→ **Testo fornito**:

----------------

Risposte a domande dopo la conferenza

O.O. 73 – L’antroposofia e le scienze – 05.11.1917


 

Vengono poste domande sul tema delle ripetute vite terrene

 

Alle domande poste non è possibile dare risposte brevi che risultino soddisfacenti;

per rispondere in modo esauriente occorrerebbero interi libri.

Ma vediamo la prima domanda:

• Quale è lo scopo della reincarnazione?

 

In fondo la domanda sullo scopo (darò alla risposta un carattere scientifico, altrimenti è solo un parlare a vuoto), come l’altra sul motivo (e tralascio per ora la giustificazione della teologia) sono domande che nascono dal mondo “fisico”, hanno un significato nel mondo fisico. La reincarnazione (parlando di ripetute vite terrene evito volentieri le formule, e quindi anche oggi ho parlato di “ripetute vite terrene”) è retta da leggi che appartengono al mondo “spirituale”, che hanno significato in quel mondo, ed è difficilissimo abituarsi alla realtà che nel passaggio dal mondo fisico a quello spirituale si devono cambiare, metamorfosare anche i propri concetti, che entrando nel mondo spirituale i concetti validi per quello fisico perdono il loro significato, la loro importanza. Chi ha iniziato a conoscere il carattere proprio del mondo spirituale non chiede lo “scopo dell’uomo” e tanto meno lo “scopo della reincarnazione”, mentre chiede lo scopo di una macchina.

 

Nel corso della conferenza ho detto che il modo di pensare che è alla base della scienza (è lo stesso che risulta dal mondo fisico) conduce per lo più a porre le giuste domande, ma le risposte vanno cercate nel mondo spirituale.

 

Naturalmente chi ora domanda quale sia lo scopo della reincarnazione ne pensa anche qualcosa. Ciò corrisponde al bisogno di conoscere qualcosa, anche se la domanda sullo scopo non sia proprio applicabile nella sfera di cui qui si tratta. Prego di riflettere che, per mettere ordine nelle risposte da dare, la scienza dello spirito non si può acquisire in fretta come un manuale, perché è in effetti un vastissimo campo.

----------------

→ **Righe del dataset**:
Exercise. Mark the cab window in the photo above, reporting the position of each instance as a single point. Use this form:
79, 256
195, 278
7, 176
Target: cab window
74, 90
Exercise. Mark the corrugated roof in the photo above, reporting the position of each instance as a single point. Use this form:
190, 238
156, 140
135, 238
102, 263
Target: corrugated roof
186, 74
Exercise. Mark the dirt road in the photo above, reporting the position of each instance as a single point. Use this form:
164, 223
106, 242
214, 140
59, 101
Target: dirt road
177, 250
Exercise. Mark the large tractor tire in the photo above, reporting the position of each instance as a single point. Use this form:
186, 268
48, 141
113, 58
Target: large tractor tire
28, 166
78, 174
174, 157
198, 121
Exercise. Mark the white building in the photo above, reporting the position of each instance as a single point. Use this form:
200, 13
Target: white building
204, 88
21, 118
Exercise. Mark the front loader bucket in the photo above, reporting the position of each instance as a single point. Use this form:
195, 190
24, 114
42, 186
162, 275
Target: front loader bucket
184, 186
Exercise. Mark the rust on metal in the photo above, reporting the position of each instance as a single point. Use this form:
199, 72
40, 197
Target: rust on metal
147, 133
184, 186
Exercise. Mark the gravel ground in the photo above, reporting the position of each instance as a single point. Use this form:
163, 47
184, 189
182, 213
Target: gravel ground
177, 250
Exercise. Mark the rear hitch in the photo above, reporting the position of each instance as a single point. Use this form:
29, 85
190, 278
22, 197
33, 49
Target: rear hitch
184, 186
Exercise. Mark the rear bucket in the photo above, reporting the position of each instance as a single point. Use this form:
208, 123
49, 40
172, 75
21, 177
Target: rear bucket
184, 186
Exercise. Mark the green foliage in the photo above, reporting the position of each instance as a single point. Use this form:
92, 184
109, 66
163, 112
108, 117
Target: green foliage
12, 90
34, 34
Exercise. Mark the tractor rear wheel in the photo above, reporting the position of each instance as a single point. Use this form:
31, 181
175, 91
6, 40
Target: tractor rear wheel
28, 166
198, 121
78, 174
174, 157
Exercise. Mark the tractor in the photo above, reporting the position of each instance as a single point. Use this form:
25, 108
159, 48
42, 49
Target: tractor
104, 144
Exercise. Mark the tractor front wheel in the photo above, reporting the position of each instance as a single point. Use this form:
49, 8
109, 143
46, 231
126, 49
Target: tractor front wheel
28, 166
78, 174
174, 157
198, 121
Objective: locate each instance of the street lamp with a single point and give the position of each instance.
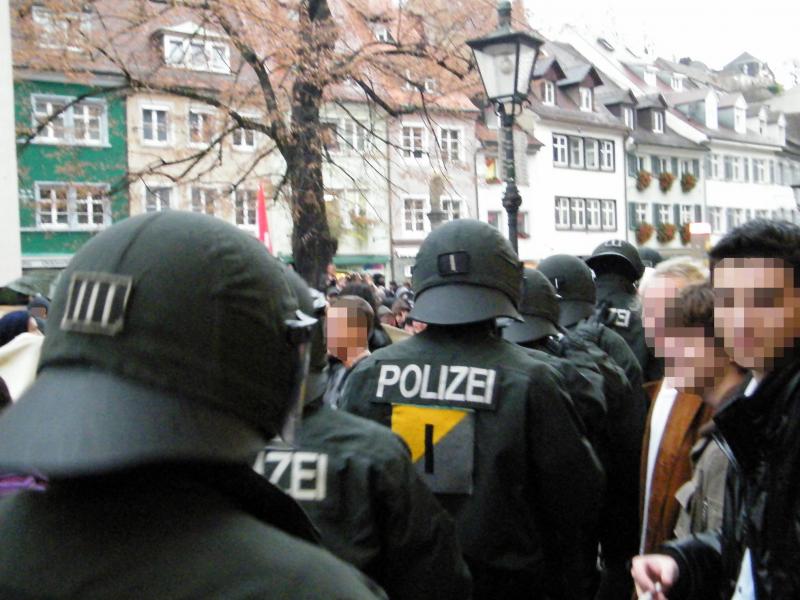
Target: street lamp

----------------

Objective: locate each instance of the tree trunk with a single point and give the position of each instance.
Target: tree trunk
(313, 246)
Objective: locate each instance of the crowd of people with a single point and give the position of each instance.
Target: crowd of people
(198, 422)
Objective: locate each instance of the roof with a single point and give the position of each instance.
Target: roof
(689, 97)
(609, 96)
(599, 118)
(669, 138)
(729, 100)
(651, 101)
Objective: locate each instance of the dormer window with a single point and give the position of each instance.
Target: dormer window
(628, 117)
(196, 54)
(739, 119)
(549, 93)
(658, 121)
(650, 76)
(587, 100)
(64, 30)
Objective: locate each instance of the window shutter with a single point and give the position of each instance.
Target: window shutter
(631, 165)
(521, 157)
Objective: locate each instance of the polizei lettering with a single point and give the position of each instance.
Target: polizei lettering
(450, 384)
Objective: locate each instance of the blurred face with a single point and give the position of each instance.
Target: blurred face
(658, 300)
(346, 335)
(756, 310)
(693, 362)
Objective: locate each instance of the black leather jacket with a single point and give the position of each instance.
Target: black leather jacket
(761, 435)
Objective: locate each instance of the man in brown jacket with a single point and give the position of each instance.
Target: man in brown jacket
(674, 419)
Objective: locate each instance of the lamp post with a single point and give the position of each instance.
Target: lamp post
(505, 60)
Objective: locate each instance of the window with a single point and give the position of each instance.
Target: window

----------------

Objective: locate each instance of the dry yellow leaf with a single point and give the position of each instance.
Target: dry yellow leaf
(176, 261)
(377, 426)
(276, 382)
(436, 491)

----------------

→ **Compito richiesto**:
Cita alla lettera il passo del testo fornito che inizia con le parole contenenti "Nel corso della" e termina con "nel mondo spirituale.".

→ **Risultato finale**:
Nel corso della conferenza ho detto che il modo di pensare che è alla base della scienza (è lo stesso che risulta dal mondo fisico) conduce per lo più a porre le giuste domande, ma le risposte vanno cercate nel mondo spirituale.